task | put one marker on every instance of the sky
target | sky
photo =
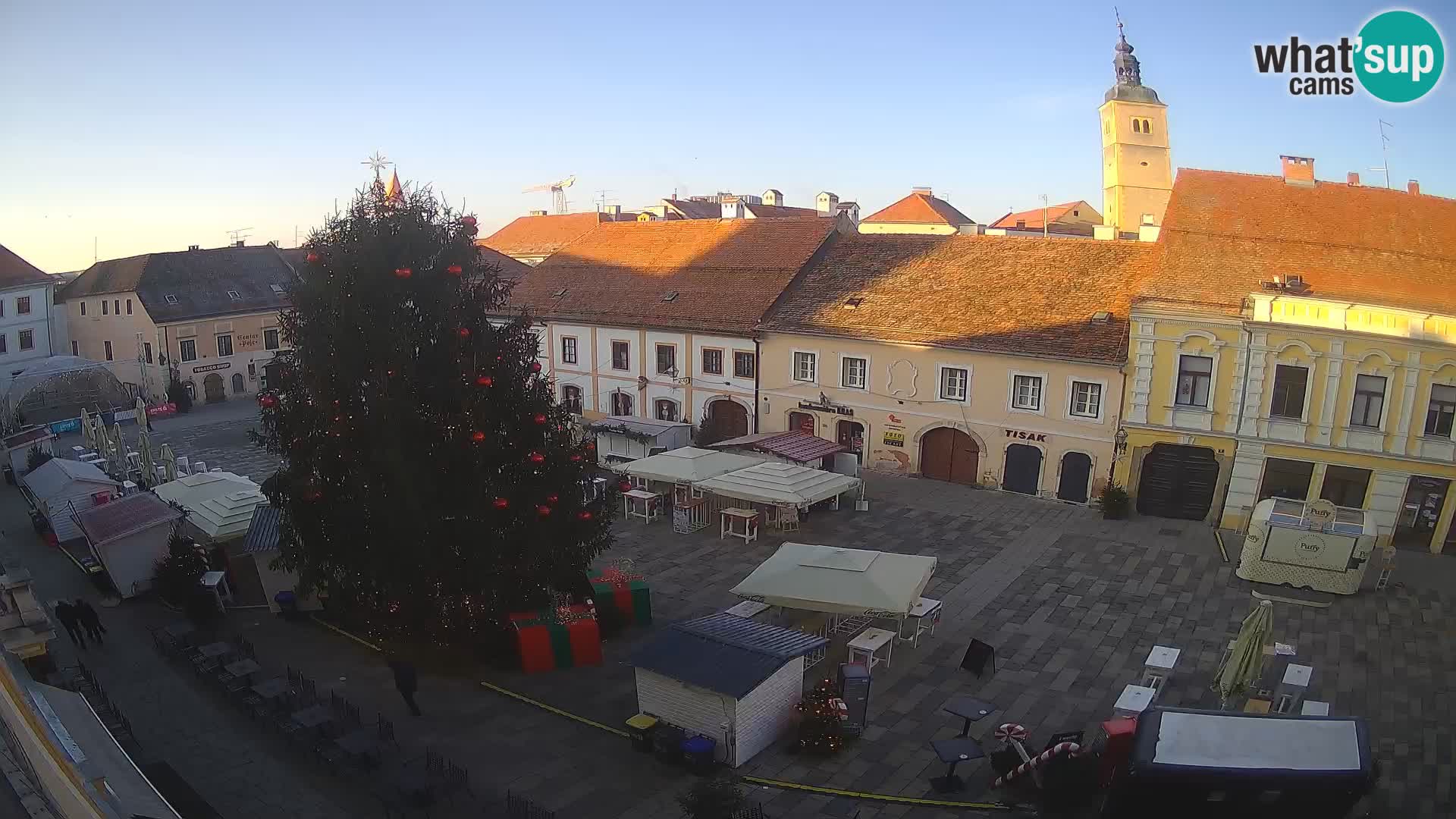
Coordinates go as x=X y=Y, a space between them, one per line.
x=140 y=127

§ **Aim of the task**
Copy every line of the items above word for word, and leave the pictures out.

§ **Result below**
task | put one marker on every instance of the sky
target | sky
photo =
Coordinates go as x=X y=Y, a space between them, one per line.
x=140 y=127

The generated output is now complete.